Task brief:
Copy every line of the entries below that contains the string "bridge". Case matters when matching.

Supplied information:
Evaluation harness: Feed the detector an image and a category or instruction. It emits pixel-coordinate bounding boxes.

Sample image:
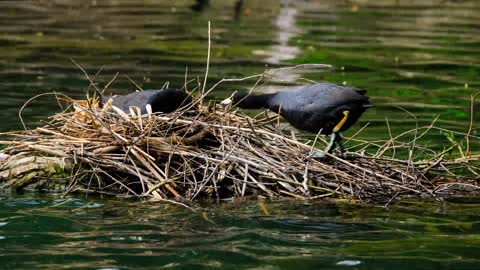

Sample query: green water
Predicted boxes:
[0,0,480,269]
[0,195,480,269]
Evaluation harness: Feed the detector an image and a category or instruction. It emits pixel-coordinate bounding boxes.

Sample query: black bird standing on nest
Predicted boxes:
[102,88,193,114]
[222,83,373,157]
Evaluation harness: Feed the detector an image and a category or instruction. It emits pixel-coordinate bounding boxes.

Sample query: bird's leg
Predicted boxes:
[312,111,349,158]
[335,132,345,157]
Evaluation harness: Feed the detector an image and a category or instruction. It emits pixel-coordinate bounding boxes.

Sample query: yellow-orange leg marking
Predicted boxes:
[333,111,349,133]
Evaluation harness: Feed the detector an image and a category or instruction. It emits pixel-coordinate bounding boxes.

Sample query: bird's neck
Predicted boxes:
[233,93,274,109]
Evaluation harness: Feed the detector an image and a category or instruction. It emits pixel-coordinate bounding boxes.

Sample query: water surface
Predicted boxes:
[0,0,480,269]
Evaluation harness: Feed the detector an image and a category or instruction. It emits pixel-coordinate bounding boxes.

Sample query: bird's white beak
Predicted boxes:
[145,104,153,115]
[220,98,233,106]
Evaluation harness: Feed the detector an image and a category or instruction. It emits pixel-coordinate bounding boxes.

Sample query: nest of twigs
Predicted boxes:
[0,87,479,204]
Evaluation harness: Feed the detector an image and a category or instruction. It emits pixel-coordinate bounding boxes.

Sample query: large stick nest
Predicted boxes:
[0,90,479,201]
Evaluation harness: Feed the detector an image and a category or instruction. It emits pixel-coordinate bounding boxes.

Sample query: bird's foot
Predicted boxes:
[309,151,325,158]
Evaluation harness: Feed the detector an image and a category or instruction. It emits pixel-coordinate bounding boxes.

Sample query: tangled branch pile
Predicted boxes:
[0,92,479,204]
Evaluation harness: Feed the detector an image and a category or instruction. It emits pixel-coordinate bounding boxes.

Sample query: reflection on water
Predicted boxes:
[0,0,480,269]
[0,195,480,269]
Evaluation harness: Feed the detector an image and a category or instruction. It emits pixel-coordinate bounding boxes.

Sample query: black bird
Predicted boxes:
[107,88,193,114]
[222,83,373,157]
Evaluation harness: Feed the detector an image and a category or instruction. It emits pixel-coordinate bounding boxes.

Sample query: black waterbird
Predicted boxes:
[104,88,193,114]
[222,83,373,157]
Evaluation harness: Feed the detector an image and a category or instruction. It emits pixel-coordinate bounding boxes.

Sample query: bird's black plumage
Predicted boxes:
[232,83,373,156]
[233,83,373,134]
[104,88,193,114]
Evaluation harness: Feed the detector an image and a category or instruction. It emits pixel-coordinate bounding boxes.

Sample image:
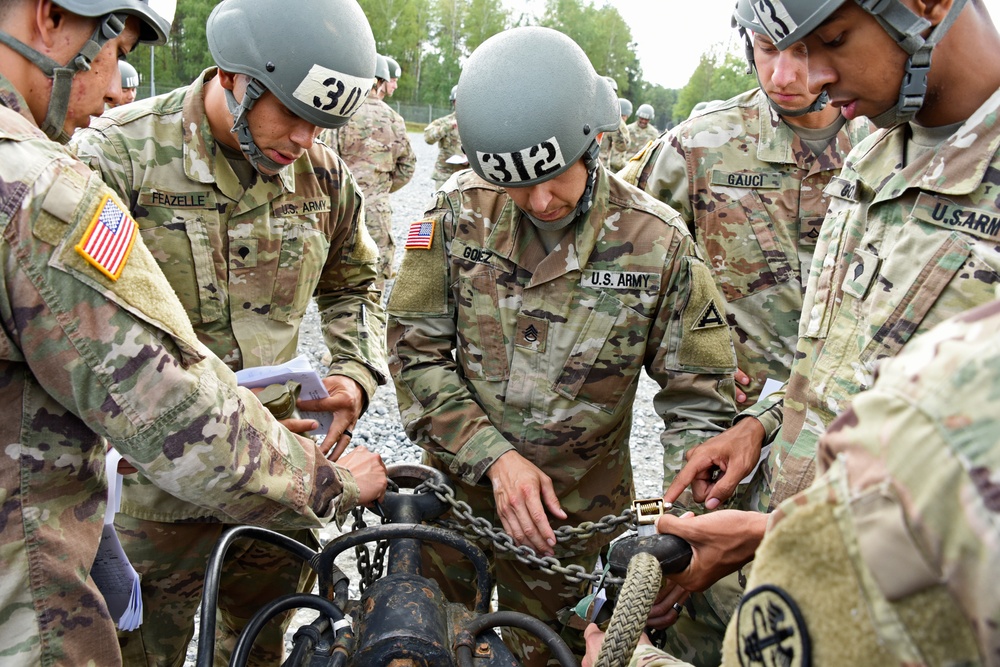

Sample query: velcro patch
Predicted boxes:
[910,193,1000,241]
[582,271,660,291]
[712,169,781,190]
[75,195,138,280]
[736,585,812,667]
[406,218,437,250]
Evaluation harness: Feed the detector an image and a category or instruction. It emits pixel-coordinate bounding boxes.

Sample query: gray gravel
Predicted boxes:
[184,132,663,667]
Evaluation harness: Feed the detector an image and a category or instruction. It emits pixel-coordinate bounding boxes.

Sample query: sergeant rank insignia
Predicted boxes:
[75,195,138,280]
[736,585,812,667]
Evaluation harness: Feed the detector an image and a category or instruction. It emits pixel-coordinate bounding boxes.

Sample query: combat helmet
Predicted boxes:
[0,0,177,143]
[733,0,830,118]
[206,0,375,172]
[455,26,621,229]
[750,0,966,127]
[118,60,139,90]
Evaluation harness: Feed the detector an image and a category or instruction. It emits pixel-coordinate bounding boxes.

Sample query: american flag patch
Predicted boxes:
[406,219,434,250]
[76,195,138,280]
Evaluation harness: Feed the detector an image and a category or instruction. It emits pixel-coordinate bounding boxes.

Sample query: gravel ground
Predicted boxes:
[185,132,663,667]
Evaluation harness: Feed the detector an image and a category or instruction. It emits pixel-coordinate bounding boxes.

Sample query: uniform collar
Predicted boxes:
[181,67,295,201]
[853,90,1000,200]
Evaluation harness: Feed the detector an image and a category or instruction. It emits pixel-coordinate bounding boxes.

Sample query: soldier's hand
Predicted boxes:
[733,368,750,403]
[646,579,691,630]
[663,417,764,510]
[337,445,388,505]
[486,450,566,556]
[297,375,365,461]
[656,510,768,591]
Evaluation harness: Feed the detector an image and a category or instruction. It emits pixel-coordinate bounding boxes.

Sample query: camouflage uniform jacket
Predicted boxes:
[746,86,1000,506]
[630,301,1000,667]
[72,69,385,521]
[601,120,631,171]
[0,77,357,667]
[623,88,870,402]
[388,168,735,553]
[626,121,660,158]
[424,113,468,187]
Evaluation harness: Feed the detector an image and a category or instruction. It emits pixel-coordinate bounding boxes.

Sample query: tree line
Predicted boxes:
[128,0,756,129]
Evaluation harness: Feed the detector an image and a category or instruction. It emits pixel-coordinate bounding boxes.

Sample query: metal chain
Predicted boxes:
[416,480,635,586]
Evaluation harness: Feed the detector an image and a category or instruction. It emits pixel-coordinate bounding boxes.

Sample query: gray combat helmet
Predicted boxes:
[118,60,139,90]
[455,26,621,187]
[750,0,966,128]
[0,0,177,143]
[206,0,375,172]
[733,0,830,118]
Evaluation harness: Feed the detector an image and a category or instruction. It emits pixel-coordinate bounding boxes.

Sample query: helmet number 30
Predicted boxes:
[476,137,566,183]
[293,65,372,118]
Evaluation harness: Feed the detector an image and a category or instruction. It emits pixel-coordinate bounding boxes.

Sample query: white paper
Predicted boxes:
[236,354,333,436]
[90,449,142,630]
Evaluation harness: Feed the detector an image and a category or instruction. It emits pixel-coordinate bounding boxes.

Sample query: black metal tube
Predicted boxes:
[195,526,316,667]
[231,593,344,667]
[318,523,493,616]
[456,611,579,667]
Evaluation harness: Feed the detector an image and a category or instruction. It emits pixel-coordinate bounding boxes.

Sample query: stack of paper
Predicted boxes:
[236,354,333,436]
[90,449,142,630]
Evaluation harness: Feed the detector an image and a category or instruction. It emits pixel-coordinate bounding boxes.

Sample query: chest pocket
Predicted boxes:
[268,216,330,322]
[135,192,226,325]
[553,291,651,413]
[844,219,1000,363]
[695,179,799,301]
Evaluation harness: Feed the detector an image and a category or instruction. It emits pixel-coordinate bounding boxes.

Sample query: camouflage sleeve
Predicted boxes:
[643,132,694,224]
[316,163,387,399]
[0,151,356,528]
[389,116,417,192]
[424,116,450,144]
[646,232,736,483]
[388,193,514,484]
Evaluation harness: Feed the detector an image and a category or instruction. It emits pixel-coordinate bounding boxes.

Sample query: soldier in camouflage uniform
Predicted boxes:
[628,104,660,153]
[665,0,1000,648]
[621,5,870,665]
[583,301,1000,667]
[388,27,735,666]
[424,86,469,188]
[73,0,386,665]
[0,0,385,667]
[322,55,417,281]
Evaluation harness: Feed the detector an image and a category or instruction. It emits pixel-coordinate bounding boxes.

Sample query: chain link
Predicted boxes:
[416,480,635,586]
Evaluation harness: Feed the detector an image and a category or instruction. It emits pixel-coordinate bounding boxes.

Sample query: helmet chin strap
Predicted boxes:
[223,77,286,175]
[859,0,966,128]
[0,14,125,144]
[522,140,601,232]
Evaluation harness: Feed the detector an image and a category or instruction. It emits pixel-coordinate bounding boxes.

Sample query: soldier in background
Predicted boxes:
[109,60,139,109]
[73,0,386,666]
[388,27,735,667]
[321,54,417,286]
[600,76,631,172]
[583,301,1000,667]
[424,86,469,188]
[382,56,403,99]
[628,104,660,153]
[0,0,386,667]
[661,0,1000,664]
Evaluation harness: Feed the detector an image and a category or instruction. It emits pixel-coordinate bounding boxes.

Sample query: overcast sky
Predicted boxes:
[504,0,1000,88]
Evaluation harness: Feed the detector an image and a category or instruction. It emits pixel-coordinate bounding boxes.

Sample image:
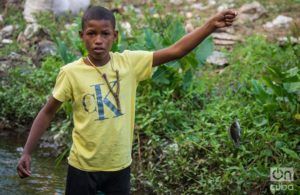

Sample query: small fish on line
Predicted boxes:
[228,120,242,147]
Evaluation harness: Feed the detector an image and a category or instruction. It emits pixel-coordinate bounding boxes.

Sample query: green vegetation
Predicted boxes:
[0,1,300,194]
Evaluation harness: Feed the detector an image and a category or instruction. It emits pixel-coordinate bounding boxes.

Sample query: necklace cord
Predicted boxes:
[86,56,121,112]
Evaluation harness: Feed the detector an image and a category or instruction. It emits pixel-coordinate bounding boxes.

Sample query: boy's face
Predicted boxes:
[79,20,118,60]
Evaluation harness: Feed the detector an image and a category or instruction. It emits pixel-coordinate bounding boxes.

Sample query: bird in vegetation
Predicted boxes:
[228,119,242,147]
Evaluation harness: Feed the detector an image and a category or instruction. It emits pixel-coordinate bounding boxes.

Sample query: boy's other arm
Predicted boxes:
[152,10,237,67]
[17,96,62,178]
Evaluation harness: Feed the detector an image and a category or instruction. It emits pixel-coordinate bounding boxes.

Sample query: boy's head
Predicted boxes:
[81,6,116,31]
[79,6,118,61]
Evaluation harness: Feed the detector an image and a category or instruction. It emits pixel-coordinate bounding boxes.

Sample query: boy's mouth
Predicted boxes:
[93,47,105,53]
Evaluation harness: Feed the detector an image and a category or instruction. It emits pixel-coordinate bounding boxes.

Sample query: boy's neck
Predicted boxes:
[87,54,110,66]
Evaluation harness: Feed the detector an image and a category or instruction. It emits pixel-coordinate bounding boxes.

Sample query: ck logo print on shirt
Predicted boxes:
[82,81,123,120]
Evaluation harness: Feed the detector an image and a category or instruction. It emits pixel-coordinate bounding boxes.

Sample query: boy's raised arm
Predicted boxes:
[17,96,62,178]
[152,10,237,67]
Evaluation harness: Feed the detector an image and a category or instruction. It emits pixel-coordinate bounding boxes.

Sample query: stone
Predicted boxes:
[185,12,193,18]
[23,23,40,39]
[238,1,266,23]
[263,15,293,30]
[37,40,57,60]
[206,51,228,66]
[185,22,194,33]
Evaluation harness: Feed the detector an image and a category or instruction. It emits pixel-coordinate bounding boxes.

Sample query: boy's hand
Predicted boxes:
[208,10,237,29]
[17,154,31,178]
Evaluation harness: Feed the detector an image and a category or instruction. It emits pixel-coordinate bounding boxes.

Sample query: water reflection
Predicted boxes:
[0,134,67,195]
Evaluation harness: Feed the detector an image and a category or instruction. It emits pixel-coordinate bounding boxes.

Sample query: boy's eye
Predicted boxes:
[86,32,95,35]
[102,32,110,36]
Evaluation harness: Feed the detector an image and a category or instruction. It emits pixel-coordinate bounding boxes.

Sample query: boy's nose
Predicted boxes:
[95,35,103,45]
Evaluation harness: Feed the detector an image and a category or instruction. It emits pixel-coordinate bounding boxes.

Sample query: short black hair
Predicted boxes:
[81,6,116,30]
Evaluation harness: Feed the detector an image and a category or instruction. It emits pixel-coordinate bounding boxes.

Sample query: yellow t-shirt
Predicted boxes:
[53,50,153,171]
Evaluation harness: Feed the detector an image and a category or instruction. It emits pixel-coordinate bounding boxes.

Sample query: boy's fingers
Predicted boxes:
[17,161,31,178]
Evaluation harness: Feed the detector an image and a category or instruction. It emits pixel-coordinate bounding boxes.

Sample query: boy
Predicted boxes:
[17,6,236,195]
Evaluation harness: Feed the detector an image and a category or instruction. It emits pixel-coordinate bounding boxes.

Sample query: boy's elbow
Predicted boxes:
[173,46,186,60]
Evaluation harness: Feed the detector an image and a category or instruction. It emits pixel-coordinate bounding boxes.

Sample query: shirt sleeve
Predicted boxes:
[126,50,153,82]
[52,68,72,102]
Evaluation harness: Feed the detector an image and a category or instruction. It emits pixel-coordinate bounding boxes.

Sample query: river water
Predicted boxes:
[0,132,67,195]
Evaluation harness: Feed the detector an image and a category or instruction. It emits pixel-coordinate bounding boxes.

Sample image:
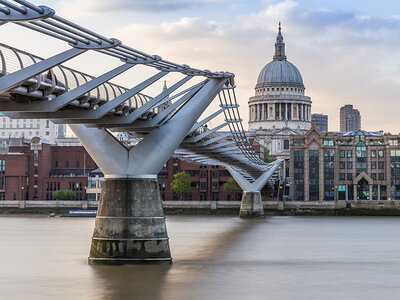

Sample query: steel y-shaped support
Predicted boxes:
[70,79,226,264]
[226,160,281,218]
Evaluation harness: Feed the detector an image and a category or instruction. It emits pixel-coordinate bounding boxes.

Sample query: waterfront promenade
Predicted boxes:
[0,200,400,216]
[0,216,400,300]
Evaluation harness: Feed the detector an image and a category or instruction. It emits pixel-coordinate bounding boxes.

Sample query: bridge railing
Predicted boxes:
[0,43,151,111]
[0,0,278,175]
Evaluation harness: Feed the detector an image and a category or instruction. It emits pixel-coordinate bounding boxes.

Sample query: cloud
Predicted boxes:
[47,0,400,132]
[59,0,228,16]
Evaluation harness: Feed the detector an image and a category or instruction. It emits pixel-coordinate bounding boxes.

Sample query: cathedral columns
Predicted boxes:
[285,103,288,120]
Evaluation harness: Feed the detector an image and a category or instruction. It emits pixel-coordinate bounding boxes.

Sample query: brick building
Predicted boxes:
[0,137,97,200]
[0,137,270,201]
[290,122,400,201]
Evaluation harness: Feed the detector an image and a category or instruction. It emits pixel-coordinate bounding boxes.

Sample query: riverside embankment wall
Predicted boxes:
[0,200,400,216]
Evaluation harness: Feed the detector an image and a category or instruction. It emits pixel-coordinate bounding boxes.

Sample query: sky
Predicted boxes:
[0,0,400,134]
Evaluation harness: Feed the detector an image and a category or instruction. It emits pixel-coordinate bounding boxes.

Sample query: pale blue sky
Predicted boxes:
[0,0,400,133]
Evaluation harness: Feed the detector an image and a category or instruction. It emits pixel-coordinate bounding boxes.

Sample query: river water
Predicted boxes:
[0,216,400,300]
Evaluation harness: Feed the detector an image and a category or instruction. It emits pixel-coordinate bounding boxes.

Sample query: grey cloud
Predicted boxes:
[91,0,227,13]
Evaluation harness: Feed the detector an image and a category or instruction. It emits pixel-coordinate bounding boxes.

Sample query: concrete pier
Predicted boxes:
[89,178,172,265]
[239,192,264,218]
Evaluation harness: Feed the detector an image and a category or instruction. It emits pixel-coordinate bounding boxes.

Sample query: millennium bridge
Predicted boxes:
[0,0,282,264]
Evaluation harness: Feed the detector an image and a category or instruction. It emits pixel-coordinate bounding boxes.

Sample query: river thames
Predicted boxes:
[0,216,400,300]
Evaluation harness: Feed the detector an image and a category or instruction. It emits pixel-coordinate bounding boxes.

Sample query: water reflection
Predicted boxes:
[90,217,260,300]
[0,216,400,300]
[90,265,171,300]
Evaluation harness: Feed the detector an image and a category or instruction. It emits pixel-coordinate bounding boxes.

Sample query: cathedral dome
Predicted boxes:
[257,24,304,88]
[257,60,304,88]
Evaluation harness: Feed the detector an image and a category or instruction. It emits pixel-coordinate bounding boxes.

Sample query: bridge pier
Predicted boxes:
[239,191,264,218]
[69,79,226,264]
[225,162,281,218]
[89,178,172,265]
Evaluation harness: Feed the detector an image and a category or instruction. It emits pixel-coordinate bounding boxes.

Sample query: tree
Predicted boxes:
[264,147,274,163]
[222,178,242,199]
[53,190,76,200]
[171,171,192,200]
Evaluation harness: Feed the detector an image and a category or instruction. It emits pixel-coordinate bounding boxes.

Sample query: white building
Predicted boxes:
[248,23,311,159]
[0,113,66,144]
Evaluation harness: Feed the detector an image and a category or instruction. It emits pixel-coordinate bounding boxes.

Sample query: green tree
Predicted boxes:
[171,171,192,200]
[264,147,274,163]
[53,190,76,200]
[222,178,242,199]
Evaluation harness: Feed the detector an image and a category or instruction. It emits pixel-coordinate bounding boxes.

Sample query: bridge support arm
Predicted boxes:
[70,79,224,265]
[226,162,280,218]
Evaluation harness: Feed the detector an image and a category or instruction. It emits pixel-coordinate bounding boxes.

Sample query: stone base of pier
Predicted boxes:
[89,178,172,265]
[239,192,264,218]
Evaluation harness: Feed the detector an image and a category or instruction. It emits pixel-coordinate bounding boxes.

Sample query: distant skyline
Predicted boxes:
[0,0,400,134]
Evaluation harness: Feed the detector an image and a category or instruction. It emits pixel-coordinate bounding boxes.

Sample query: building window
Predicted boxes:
[0,176,6,190]
[283,140,289,150]
[356,141,367,175]
[324,140,333,146]
[293,139,304,146]
[308,150,319,201]
[293,150,304,201]
[200,182,207,190]
[324,150,334,201]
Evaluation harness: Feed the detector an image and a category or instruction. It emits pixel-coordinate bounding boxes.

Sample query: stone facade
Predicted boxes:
[289,121,400,201]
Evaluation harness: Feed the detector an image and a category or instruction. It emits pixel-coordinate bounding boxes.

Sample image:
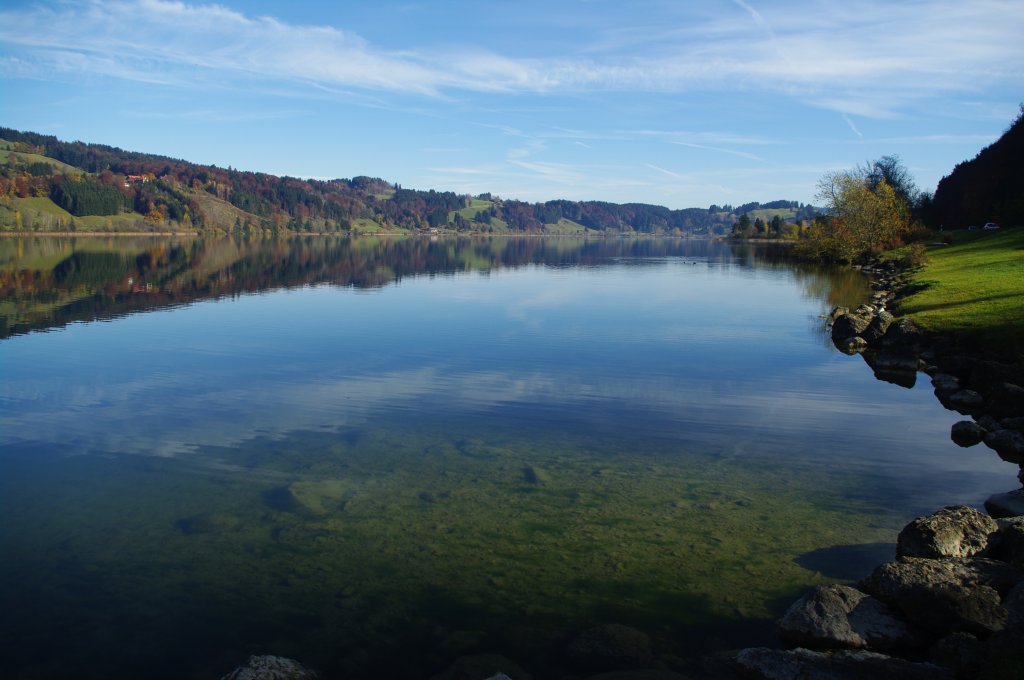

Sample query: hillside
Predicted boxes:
[928,108,1024,229]
[0,127,815,236]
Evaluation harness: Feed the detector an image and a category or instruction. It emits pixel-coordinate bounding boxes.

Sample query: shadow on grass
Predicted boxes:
[907,286,1024,315]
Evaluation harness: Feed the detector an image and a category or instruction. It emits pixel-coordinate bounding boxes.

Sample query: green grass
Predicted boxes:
[898,228,1024,360]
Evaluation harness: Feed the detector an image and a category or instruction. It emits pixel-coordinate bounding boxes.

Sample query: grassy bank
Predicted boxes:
[897,228,1024,362]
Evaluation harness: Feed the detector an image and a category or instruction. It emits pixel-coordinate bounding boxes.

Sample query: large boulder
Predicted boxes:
[221,655,319,680]
[736,647,953,680]
[778,585,918,649]
[862,309,896,345]
[831,312,873,346]
[858,557,1024,637]
[896,505,999,557]
[949,420,988,448]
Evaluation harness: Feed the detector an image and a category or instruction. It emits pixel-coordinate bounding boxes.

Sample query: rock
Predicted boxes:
[929,633,985,678]
[932,373,959,397]
[974,413,1004,432]
[896,503,999,557]
[984,430,1024,465]
[736,647,953,680]
[985,488,1024,517]
[430,654,530,680]
[565,624,652,673]
[978,626,1024,680]
[874,349,921,373]
[947,389,985,414]
[863,309,897,346]
[858,557,1024,636]
[778,585,916,649]
[882,317,923,347]
[989,516,1024,569]
[828,306,850,323]
[999,416,1024,432]
[1002,582,1024,628]
[831,312,871,346]
[840,335,867,354]
[949,420,988,448]
[221,656,319,680]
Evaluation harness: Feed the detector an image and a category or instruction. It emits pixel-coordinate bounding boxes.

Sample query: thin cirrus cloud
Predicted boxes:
[0,0,1024,117]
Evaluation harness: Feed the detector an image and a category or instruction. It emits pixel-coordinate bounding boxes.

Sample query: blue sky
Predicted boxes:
[0,0,1024,208]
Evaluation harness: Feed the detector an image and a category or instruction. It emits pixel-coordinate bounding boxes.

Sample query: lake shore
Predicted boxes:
[735,255,1024,680]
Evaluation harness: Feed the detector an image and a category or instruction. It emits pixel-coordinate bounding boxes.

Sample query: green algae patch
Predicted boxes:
[0,426,898,677]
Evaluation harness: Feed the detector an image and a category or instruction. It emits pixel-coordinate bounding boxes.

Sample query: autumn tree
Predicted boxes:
[802,157,916,262]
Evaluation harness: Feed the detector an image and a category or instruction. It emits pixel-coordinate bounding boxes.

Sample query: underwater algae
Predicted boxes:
[2,424,895,677]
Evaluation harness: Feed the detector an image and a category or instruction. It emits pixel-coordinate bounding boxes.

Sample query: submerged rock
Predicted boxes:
[430,654,530,680]
[896,505,999,557]
[221,655,319,680]
[736,647,953,680]
[831,312,871,345]
[947,389,985,414]
[778,585,916,649]
[565,624,653,672]
[949,420,988,448]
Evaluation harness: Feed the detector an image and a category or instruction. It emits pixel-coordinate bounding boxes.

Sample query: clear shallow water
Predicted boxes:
[0,239,1014,678]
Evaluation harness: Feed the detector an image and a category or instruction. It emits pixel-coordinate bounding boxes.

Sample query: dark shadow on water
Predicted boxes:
[260,486,302,512]
[796,543,896,581]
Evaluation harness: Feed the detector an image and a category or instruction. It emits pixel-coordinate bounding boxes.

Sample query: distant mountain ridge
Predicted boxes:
[0,127,817,236]
[928,107,1024,229]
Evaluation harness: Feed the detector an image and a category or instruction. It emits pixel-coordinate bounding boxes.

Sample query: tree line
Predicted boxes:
[0,127,811,235]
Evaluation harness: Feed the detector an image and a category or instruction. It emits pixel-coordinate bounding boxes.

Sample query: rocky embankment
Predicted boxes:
[736,258,1024,680]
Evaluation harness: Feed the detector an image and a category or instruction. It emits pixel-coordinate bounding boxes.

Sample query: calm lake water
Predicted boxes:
[0,238,1016,679]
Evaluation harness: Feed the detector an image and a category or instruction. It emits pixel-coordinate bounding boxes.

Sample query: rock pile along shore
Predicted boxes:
[736,258,1024,680]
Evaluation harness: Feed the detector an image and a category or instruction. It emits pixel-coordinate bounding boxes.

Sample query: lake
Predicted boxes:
[0,237,1016,680]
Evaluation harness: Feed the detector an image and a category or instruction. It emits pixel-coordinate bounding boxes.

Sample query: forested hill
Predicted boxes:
[929,107,1024,229]
[0,127,813,235]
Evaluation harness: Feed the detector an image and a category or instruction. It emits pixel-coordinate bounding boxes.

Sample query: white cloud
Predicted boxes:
[0,0,1024,117]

The result:
Sample query: bridge railing
Sample query: millennium bridge
Sample query: bridge pier
Sample query: bridge support arm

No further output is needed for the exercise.